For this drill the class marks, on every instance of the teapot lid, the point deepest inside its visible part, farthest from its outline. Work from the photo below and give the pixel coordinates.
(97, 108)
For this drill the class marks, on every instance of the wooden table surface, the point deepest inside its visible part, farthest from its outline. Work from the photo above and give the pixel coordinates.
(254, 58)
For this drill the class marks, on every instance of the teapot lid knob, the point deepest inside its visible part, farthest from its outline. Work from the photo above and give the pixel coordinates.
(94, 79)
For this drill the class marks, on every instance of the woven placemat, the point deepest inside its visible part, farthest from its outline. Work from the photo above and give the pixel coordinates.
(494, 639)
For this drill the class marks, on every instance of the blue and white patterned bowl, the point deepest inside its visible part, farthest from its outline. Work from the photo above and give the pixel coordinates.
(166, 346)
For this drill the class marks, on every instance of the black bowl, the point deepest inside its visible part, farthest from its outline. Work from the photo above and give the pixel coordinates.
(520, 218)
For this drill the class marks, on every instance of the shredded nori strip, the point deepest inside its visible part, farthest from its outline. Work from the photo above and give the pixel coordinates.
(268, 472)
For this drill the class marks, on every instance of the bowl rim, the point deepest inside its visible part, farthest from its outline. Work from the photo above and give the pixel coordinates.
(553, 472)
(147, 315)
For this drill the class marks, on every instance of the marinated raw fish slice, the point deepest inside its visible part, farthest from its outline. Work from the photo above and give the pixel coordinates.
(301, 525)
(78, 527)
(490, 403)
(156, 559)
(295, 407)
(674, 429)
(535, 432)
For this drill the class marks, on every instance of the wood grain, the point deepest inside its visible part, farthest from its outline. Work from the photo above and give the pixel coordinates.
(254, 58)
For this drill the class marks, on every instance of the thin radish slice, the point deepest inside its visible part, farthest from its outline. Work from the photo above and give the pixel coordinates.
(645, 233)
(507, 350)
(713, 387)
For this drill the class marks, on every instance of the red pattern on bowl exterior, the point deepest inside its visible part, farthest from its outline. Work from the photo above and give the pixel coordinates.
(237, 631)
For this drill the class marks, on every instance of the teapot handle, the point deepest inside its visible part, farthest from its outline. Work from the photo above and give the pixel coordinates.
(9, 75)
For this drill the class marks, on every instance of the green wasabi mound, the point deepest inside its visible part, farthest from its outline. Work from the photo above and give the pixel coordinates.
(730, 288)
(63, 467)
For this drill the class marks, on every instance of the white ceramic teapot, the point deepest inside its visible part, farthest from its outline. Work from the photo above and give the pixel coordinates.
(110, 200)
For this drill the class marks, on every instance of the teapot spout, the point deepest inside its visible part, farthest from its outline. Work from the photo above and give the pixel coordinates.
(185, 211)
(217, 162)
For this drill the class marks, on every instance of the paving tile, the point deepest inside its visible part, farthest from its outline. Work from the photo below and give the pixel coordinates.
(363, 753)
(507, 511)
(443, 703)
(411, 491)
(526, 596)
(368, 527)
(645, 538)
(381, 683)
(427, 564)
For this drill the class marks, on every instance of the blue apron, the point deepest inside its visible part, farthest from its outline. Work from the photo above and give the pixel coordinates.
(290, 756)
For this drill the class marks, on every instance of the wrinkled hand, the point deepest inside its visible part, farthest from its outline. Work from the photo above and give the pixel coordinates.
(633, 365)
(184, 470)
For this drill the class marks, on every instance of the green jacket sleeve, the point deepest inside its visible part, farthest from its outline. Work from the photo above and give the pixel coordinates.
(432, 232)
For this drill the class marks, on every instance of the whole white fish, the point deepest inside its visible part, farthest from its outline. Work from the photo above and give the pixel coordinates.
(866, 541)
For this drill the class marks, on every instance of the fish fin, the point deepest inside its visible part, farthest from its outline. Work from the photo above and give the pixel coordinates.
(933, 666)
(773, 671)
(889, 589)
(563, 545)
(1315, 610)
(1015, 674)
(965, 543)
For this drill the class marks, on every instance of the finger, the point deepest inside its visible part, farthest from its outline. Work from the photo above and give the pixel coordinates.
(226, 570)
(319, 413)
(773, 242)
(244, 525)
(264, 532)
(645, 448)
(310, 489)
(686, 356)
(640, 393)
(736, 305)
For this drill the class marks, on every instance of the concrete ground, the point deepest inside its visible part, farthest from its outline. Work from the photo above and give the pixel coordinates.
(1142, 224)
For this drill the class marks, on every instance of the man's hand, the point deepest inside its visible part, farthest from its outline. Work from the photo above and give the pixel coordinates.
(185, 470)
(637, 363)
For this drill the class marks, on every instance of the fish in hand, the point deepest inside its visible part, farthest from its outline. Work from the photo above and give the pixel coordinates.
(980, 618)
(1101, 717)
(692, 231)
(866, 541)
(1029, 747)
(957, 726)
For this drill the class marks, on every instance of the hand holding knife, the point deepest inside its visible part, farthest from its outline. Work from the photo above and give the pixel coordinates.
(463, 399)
◆ ◆ ◆
** TASK BRIEF **
Reproduce the records in full, exactly as written.

** EXERCISE RESPONSE **
For this drill the class marks, on every instance of the teapot lid, the point deepest inside its visible part, farthest from its outline. Work from the photo below and give the pixel coordinates.
(97, 108)
For this drill the class marks, on every instance of the wooden table surface, the point deepest inside its visible part, farthest from its outline. Work from the photo above and give the pixel coordinates.
(254, 58)
For this drill the class marks, on every instance of the teapot lid knob, the point deepest inside its visible part, farthest from its outline. Work from the photo above and give the pixel coordinates.
(94, 79)
For this drill the class marks, on every instance of the woven placemat, the point deepest inside its visible part, farthest from its outline. Work from the photo above and give the pixel coordinates.
(494, 639)
For this drill the class marks, on every instance of the blue and white patterned bowl, the point deepest inside its visible part, farthest from its outline. Work from the photo above and give the pixel coordinates.
(166, 346)
For this drill the class marks, on every instance of the black bowl, the point deepest inside its visible part, farthest from its outline. Work from the photo above and give the pixel coordinates.
(520, 218)
For this drill the class marks, on every instance of the shredded nori strip, the point deepest inside its visible part, farthest from its outline. Work from the photo above and give the pixel coordinates.
(268, 472)
For this drill the class marks, on every instance of the bowl rim, the point deepest inside its visible part, farthest from its outline. Work from the photo above and give the pixel coordinates.
(553, 472)
(147, 315)
For this drill the class marks, on every instance of the marinated raw fish slice, the point deepest inside its visible part, farthest from its outline. Work from the photo above and give the pixel coordinates.
(301, 525)
(78, 527)
(490, 403)
(156, 559)
(295, 407)
(674, 429)
(535, 432)
For this drill the class marks, on every instance of the wood grain, the point deepest inside its visible part, farthest from its outline. Work from the photo above and give the pixel coordinates.
(254, 58)
For this drill the class marks, on every instance of the thin radish slice, the point deepest inside its visible part, farthest from its outline. Work from the photo above and give the pixel coordinates.
(645, 233)
(507, 350)
(713, 387)
For this drill the class marks, on every instance of the red pattern on bowl exterior, the point deepest inside its visible part, farthest from its outline. Work from the photo above and give the pixel coordinates.
(237, 631)
For this drill the class marks, on every instance of the teapot handle, the point deepest inside its visible part, farthest from its outline. Work from the photo above and give the pixel coordinates.
(9, 75)
For this drill the class marks, on every instance of the green wasabi mound, the point deepest inside its visible part, farthest from its outline. Work from the photo above and give the pixel coordinates.
(730, 288)
(63, 467)
For this drill the class marks, on every instance of the white ceramic teapot, the point deepest inside its visible part, farthest from its outline. Work from the photo above and give the pixel coordinates.
(110, 200)
For this drill the class marks, on every instance of the teapot spout, the point deepest inside its visible part, farthest from its outline. Work from the photo above and give the pixel coordinates.
(185, 211)
(217, 162)
For this drill the class marks, on every instance of the paving tile, the point deepest inside its visible part, farthest from its outline. Work from the photo below and give the pixel coordinates.
(363, 753)
(507, 511)
(443, 703)
(411, 491)
(526, 596)
(368, 527)
(645, 538)
(381, 683)
(427, 564)
For this drill the class marks, on every instance of the blue apron, the point deepest inside its visible part, farthest from its outline. Work from the photo above and give the pixel coordinates.
(290, 756)
For this drill the class marks, on every instance of the wrinkled hand, the point deepest inside its visible part, farthest from its outline. Work from the photo above and give the pixel coordinates.
(633, 365)
(184, 470)
For this drill the class marks, on every instance of the green jacket sleeve, the point deepest inside its visible part, farthest from its outline. Work from the photo above and give the pixel coordinates.
(432, 232)
For this drill the class marks, on every instance of the whole white fish, the point deepest inside its visible part, farthest from its outline. Work from the photo above and give the pixel coordinates.
(866, 541)
For this drill the class marks, on every instance of the fish fin, the point deepest inside its visible part, farthest from its outline. Work from the photo above and give the pixel coordinates.
(933, 666)
(773, 671)
(889, 589)
(563, 545)
(1315, 610)
(1015, 674)
(965, 543)
For this drill the class marks, on every instance of the finger, the point deepest inside its visible part, farthest from its outline. Work from the photo above and give the pixel coordinates.
(226, 570)
(319, 413)
(773, 242)
(244, 525)
(264, 532)
(645, 448)
(310, 489)
(686, 356)
(640, 393)
(736, 305)
For this drill the class marks, on every instance of the concrete ground, the point deepest inside its visible part, farthest from its outline. Work from the photo above and give the pixel coordinates.
(1142, 224)
For this drill the class marks, on every instance of the man's hand, the point deepest inside its visible part, farthest from its outline. Work from the photo above and give the pixel coordinates.
(185, 470)
(637, 363)
For this drill the class marks, on every instance of the fish in hand, the point deepest inside its visible part, farthest from its outline. Work from the photo above and give the pixel coordinates.
(980, 618)
(1101, 717)
(692, 231)
(866, 541)
(1029, 747)
(957, 726)
For this drill the class marks, on every instance of the hand holding knife, the point deepest inside its visible part, farthest from its outline. Work from the photo above and give the pixel coordinates.
(463, 399)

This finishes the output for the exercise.